Top of Given passage
Best for Tailgating – Coleman Road Trip
If you’re an avid camper then Coleman is a name you know and trust. You might even feel a touch of nostalgia thinking back on childhood outings with drinks in the Coleman cooler, maybe some beans and wieners on the Coleman camp stove, and then reading a comic book by the light of a Coleman lantern.
So the traditionalists in the crowd may want a closer look at this offering from the outdoor-living industry stalwart, particularly those of you who like tailgating, as we also picked this little number as the top propane option in our guide to the best tailgate grills.
Your first thought when you look at this grill will probably be that it looks built to travel. Instead of being a tabletop gas grill, this clever number is one of few portables that come standard with its own full-height stand. Even better, it’s integrated into the BBQ. Even more better, it’s got wheels and a handle for towing.
The whole design of the unit is remarkable, and it speaks to Coleman’s decades of experience making gear for outdoor enthusiasts.
It’s a pretty large unit at 32 x 35 x 19 inches, weighing 44 pounds, and with 285 square inches of cooking surface. You can take full advantage of all that space with a variety of optional, interchangeable cooking surfaces, and handy built-in hooks are there for you to hang your tools on while you work. There are small side tables that fold in, as well.
Ok, so it’s a smart design. But, can you actually grill on it? You bet! Fire it up with the push button ignition and then turn on the burners. Yes, burners. Plural. Each burner delivers 10,000 BTU for a total of 20,000 BTU. Not only can you cook thoroughly and quickly, you can also set up separate temperature zones with just a single LP tank.
Bottom of Given passage
Top of The records
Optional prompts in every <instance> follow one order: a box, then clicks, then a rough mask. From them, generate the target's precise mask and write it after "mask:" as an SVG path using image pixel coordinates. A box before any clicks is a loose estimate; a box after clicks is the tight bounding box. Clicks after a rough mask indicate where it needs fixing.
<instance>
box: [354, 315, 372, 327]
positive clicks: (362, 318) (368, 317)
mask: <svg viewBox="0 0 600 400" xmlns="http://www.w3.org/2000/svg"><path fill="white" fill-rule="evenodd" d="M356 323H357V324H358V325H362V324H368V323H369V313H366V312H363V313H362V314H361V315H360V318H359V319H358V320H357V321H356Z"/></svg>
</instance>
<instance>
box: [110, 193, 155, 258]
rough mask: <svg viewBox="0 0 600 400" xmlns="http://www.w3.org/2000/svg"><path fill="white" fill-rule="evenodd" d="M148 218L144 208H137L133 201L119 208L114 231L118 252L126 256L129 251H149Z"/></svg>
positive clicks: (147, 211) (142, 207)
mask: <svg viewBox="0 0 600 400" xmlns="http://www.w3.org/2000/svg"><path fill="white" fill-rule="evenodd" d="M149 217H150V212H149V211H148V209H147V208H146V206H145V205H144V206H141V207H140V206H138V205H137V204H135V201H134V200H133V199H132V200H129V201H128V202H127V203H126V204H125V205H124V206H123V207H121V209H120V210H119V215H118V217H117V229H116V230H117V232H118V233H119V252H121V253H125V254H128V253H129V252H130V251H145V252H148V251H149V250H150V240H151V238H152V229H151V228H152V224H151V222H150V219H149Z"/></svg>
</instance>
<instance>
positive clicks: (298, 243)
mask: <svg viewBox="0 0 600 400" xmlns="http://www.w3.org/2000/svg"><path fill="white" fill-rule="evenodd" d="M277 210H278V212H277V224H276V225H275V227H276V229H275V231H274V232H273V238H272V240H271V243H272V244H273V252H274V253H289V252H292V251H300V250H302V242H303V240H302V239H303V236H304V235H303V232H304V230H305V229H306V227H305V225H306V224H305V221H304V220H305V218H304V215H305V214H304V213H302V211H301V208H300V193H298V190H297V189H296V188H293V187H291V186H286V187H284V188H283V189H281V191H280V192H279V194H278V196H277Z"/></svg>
Bottom of The records
Questions >>
A. Can you transcribe the part of the Coleman grill passage that opens with the words containing "It’s a pretty" and closes with "in, as well."?
B. Which rows contain the string "positive"? Pull out each of them in full.
The Coleman grill passage and the rows were taken from unrelated sources.

Answers by item number >>
A.
It’s a pretty large unit at 32 x 35 x 19 inches, weighing 44 pounds, and with 285 square inches of cooking surface. You can take full advantage of all that space with a variety of optional, interchangeable cooking surfaces, and handy built-in hooks are there for you to hang your tools on while you work. There are small side tables that fold in, as well.

B.
positive clicks: (362, 318) (368, 317)
positive clicks: (147, 211) (142, 207)
positive clicks: (298, 243)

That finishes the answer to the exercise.